_Task_
Please repeat each line below exactly, with no images in the copy.

_Source records_

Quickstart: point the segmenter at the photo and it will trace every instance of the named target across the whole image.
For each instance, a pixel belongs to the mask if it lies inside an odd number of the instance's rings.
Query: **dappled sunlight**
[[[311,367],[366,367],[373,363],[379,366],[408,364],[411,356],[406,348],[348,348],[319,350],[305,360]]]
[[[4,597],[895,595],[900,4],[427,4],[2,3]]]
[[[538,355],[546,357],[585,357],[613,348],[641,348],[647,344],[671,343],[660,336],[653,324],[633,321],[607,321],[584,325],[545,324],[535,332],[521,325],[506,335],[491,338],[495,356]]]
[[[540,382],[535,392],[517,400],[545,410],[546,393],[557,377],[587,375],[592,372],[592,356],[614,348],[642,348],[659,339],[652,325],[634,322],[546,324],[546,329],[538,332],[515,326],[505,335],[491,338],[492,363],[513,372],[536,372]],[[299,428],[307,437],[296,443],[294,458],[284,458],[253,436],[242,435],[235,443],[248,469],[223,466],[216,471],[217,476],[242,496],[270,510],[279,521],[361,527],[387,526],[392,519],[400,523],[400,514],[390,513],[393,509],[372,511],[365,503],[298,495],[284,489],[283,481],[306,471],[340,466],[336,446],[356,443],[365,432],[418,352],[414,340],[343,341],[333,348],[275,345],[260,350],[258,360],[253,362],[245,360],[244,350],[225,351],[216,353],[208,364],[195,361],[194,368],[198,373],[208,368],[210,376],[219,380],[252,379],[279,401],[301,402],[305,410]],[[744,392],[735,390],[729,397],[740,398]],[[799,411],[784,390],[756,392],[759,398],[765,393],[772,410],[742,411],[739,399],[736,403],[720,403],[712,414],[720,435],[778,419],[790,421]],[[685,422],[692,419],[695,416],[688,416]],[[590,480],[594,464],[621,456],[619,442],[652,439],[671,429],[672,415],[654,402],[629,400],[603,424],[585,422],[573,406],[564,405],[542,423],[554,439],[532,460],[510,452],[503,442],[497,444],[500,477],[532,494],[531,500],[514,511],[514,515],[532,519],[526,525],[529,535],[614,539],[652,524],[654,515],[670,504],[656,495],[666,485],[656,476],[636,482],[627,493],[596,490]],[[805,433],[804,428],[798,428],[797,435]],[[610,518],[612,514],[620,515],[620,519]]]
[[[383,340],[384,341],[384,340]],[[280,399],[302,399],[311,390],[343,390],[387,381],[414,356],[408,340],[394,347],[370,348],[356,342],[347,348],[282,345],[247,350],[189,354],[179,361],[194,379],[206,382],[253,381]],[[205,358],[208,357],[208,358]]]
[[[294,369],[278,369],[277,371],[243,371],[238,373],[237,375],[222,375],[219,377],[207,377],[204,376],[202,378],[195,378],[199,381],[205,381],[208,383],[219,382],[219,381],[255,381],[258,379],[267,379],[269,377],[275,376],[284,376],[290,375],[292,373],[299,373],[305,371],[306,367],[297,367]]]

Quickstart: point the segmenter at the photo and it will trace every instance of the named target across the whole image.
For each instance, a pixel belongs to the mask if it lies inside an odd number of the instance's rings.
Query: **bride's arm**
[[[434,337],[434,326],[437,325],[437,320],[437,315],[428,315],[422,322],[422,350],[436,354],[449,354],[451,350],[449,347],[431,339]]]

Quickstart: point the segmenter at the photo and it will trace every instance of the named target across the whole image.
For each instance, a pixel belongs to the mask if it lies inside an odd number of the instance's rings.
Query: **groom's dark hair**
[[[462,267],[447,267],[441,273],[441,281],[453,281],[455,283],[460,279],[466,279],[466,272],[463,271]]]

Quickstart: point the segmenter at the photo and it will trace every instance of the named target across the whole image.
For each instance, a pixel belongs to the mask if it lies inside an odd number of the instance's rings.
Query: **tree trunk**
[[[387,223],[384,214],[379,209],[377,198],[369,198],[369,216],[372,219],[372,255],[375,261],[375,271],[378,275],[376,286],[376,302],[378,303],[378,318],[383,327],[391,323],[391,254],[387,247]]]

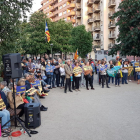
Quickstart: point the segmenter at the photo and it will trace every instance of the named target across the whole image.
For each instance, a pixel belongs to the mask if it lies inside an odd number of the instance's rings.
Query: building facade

_Output_
Quickstart: point the segmenter at the photo and it will trace every instance of the named target across the whole image.
For each instance, a pixel belongs to the mask if it lies inside an odd number of the instance's rings.
Query: **dappled sunlight**
[[[311,367],[366,367],[373,363],[379,366],[408,364],[411,356],[406,348],[348,348],[319,350],[305,360]]]
[[[4,597],[895,595],[900,4],[427,4],[2,3]]]
[[[538,355],[546,357],[585,357],[613,348],[641,348],[647,344],[671,343],[660,336],[653,324],[633,321],[607,321],[584,325],[545,324],[535,332],[521,325],[506,335],[491,338],[495,356]]]
[[[540,382],[535,392],[517,400],[545,410],[546,393],[557,377],[587,375],[592,372],[592,356],[614,348],[642,348],[659,339],[652,325],[634,322],[546,324],[546,329],[538,332],[515,326],[505,335],[491,338],[492,363],[513,372],[536,372]],[[299,428],[307,437],[296,443],[294,458],[284,458],[253,436],[242,435],[235,443],[248,469],[223,466],[216,471],[217,476],[242,496],[270,510],[279,521],[361,527],[387,526],[392,519],[400,523],[400,514],[390,513],[393,509],[372,511],[365,503],[298,495],[284,489],[283,481],[306,471],[340,466],[336,446],[356,443],[365,432],[418,352],[414,340],[343,341],[333,348],[275,345],[260,350],[258,360],[253,362],[245,360],[244,350],[225,351],[216,353],[208,364],[195,361],[194,368],[198,373],[208,368],[210,376],[219,380],[252,379],[279,401],[301,402],[305,410]],[[744,392],[735,390],[729,397],[740,398]],[[799,411],[784,390],[756,392],[759,398],[765,393],[772,410],[742,411],[739,399],[736,403],[720,403],[712,414],[720,435],[778,419],[790,421]],[[685,422],[692,419],[695,416],[688,416]],[[590,480],[594,464],[621,456],[619,442],[652,439],[671,429],[672,415],[654,402],[629,400],[603,424],[585,422],[573,406],[564,405],[542,423],[554,439],[532,460],[510,452],[503,442],[497,444],[500,477],[532,494],[531,500],[514,511],[514,515],[532,519],[526,525],[529,535],[614,539],[652,524],[654,515],[670,504],[656,495],[666,485],[656,476],[636,482],[627,493],[596,490]],[[805,433],[804,428],[798,428],[797,435]],[[610,518],[612,514],[620,515],[620,519]]]
[[[383,340],[384,341],[384,340]],[[280,399],[302,399],[311,390],[343,390],[387,381],[414,356],[408,340],[394,347],[370,348],[356,342],[347,348],[282,345],[247,350],[189,354],[179,361],[194,379],[206,382],[253,381]],[[205,358],[208,357],[208,358]]]
[[[294,369],[278,369],[277,371],[243,371],[238,373],[237,375],[222,375],[219,377],[207,377],[204,376],[202,378],[195,378],[199,381],[205,381],[208,383],[219,382],[219,381],[255,381],[258,379],[267,379],[269,377],[275,376],[284,376],[290,375],[292,373],[299,373],[305,371],[306,367],[297,367]]]

Quickstart: point the segmenter at the photo and it will trace every instance of the named target across the whole image.
For each instance, a pixel belongs to the mask if it lies inside an odd number of the instance's rings.
Query: **bride's arm**
[[[434,337],[434,326],[437,325],[437,320],[437,315],[428,315],[422,322],[422,350],[436,354],[449,354],[451,350],[449,347],[431,339]]]

Quickstart: point the segmenter at the photo and it will trace every instance of the named target across the whole image.
For each instance, a pixel belongs to the mask if it lies inside an odd number of the instance's rings.
Query: **groom's dark hair**
[[[462,267],[447,267],[441,273],[441,281],[453,281],[455,283],[460,279],[466,279],[466,272],[463,271]]]

Quickstart: point the segmenter at the photo and it will trace every instance of the named target across the whole image.
For each instance, a pixel belongs to the mask if it lies inside an odd number of the instance's rings.
Query: **tree trunk**
[[[387,223],[384,214],[379,209],[377,198],[369,198],[369,216],[372,219],[372,255],[375,261],[375,271],[378,275],[376,286],[376,302],[378,303],[378,318],[383,327],[391,323],[391,254],[387,247]]]

Quickstart: point the segmenter at the photo and it will trace every instance of the named target across the whole image.
For each instance, a pixel belongs to the mask if it lies inside an odd number of the instance's rings.
Query: building facade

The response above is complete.